▶ _Written task_:
Exactly and only the lines from the one containing "The call MUST return, for every instance of the hood, the" through the close of the entries below are to be set down.

▶ _Available data_:
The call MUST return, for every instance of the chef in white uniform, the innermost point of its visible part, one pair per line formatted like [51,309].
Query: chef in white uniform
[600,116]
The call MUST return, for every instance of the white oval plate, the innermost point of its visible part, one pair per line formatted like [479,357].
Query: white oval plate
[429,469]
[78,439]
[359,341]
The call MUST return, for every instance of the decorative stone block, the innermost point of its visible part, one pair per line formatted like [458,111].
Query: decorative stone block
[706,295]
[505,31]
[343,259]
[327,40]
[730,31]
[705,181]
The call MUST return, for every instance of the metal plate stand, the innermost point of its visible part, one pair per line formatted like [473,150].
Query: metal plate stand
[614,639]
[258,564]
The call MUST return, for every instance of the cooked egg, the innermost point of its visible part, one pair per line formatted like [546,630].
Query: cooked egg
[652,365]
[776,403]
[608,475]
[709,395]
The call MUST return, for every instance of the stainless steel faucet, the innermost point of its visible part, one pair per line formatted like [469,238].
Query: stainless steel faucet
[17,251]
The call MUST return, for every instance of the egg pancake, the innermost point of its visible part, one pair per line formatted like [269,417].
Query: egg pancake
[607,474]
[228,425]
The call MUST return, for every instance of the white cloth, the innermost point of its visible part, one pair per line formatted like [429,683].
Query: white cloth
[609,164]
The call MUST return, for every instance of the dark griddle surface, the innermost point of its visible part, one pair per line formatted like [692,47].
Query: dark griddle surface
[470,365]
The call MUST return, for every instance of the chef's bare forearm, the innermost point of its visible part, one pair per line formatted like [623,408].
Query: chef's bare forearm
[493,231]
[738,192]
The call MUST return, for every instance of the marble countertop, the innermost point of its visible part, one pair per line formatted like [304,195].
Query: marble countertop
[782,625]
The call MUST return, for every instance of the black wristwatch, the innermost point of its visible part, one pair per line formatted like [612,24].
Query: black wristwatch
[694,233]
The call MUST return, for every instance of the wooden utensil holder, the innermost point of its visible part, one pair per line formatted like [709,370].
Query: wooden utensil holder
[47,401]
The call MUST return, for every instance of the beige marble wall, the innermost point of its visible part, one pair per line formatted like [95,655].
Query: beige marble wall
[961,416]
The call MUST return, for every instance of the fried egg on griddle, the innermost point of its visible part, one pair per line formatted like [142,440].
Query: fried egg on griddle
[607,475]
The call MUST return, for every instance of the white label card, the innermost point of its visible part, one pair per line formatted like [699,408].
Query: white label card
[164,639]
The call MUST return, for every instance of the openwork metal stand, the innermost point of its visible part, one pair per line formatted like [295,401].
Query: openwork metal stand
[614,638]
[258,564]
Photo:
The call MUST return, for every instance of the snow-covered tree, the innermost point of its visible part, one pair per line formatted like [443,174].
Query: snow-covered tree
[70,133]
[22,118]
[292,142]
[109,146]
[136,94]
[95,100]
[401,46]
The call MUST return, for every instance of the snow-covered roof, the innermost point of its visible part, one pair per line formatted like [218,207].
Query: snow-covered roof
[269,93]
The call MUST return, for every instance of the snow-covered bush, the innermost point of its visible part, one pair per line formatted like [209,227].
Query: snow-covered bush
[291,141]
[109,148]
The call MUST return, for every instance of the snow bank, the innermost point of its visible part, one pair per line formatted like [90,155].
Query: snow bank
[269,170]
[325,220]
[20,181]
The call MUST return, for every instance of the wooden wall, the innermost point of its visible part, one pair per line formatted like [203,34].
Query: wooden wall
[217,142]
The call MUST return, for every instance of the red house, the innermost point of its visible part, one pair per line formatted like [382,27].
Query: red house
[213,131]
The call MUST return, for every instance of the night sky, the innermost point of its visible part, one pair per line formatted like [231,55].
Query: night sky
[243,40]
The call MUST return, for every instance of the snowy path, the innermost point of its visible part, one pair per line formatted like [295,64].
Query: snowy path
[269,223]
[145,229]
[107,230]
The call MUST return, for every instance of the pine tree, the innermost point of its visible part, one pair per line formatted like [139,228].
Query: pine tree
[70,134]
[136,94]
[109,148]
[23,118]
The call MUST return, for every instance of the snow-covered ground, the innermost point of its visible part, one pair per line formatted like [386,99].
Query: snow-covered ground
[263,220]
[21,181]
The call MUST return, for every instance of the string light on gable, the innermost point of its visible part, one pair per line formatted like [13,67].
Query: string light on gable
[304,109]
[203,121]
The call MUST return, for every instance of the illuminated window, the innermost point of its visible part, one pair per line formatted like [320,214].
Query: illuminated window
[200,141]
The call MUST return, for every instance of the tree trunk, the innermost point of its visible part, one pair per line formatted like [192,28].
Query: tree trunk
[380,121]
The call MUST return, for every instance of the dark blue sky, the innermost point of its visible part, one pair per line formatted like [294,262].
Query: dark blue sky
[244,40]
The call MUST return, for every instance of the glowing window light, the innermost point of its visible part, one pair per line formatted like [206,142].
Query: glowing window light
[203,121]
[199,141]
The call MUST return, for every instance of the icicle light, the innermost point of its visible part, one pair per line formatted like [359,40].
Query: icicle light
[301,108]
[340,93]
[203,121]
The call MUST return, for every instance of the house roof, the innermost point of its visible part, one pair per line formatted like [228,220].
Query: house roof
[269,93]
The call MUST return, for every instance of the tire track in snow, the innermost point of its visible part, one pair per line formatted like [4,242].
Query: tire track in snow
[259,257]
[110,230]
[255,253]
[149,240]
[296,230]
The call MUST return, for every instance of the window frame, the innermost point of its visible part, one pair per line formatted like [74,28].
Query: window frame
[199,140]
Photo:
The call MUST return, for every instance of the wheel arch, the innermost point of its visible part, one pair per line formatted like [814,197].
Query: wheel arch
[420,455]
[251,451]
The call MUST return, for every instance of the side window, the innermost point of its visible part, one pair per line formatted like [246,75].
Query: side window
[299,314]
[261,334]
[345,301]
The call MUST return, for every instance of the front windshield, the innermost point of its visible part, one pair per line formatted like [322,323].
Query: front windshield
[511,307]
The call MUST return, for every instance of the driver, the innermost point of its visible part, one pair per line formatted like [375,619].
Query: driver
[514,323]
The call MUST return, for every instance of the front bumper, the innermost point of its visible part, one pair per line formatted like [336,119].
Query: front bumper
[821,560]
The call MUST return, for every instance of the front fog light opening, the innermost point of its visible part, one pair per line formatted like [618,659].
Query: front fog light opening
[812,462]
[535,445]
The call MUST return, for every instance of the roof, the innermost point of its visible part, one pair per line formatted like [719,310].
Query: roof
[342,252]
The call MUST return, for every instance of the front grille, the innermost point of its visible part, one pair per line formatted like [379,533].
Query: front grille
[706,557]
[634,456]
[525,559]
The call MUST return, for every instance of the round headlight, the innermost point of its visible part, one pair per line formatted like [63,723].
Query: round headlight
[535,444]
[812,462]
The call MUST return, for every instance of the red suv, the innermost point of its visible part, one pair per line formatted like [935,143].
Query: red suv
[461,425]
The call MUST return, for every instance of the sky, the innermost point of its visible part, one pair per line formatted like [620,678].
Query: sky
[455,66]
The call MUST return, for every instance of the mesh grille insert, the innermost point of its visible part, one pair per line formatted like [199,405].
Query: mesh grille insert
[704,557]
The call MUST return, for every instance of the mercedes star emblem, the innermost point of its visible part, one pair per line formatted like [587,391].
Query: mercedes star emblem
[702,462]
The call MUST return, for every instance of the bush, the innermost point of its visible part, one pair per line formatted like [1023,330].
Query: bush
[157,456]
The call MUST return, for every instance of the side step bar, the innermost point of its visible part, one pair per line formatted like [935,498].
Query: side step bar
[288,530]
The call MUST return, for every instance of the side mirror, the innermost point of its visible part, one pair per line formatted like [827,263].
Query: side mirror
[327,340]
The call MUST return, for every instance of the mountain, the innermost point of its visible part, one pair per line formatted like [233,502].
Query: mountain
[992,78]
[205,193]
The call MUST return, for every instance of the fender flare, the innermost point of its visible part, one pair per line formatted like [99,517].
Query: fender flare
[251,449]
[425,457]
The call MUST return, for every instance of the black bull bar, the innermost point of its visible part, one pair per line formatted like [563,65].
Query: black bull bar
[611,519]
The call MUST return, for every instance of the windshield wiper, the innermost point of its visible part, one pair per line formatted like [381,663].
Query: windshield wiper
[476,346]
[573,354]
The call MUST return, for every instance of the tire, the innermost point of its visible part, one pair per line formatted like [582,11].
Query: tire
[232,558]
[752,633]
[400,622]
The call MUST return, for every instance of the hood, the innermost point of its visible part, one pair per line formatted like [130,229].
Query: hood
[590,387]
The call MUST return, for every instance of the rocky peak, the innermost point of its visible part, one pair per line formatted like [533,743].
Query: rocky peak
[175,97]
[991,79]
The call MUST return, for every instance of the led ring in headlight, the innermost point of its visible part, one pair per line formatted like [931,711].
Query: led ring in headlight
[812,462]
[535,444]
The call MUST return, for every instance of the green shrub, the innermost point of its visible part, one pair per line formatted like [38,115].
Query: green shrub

▶ _Task solution_:
The call MUST return, for every instance of the hood, the innermost point of its visible part, one pair per line formatted like [130,229].
Query: hood
[590,387]
The call MUST return, for every instance of the rocky peak, the innermost point of its visible part, one pair per line formatted like [533,743].
Query: rocky peak
[175,97]
[991,79]
The call MUST return, for every instance of the led ring in headlight, the innermost point of its visible part, one pair per line formatted like [931,711].
Query: led ring in headlight
[812,462]
[535,444]
The call MUST return, for every instance of the green shrub, the innermost point of its visible part, one pair per line formatted like [38,115].
Query: green shrub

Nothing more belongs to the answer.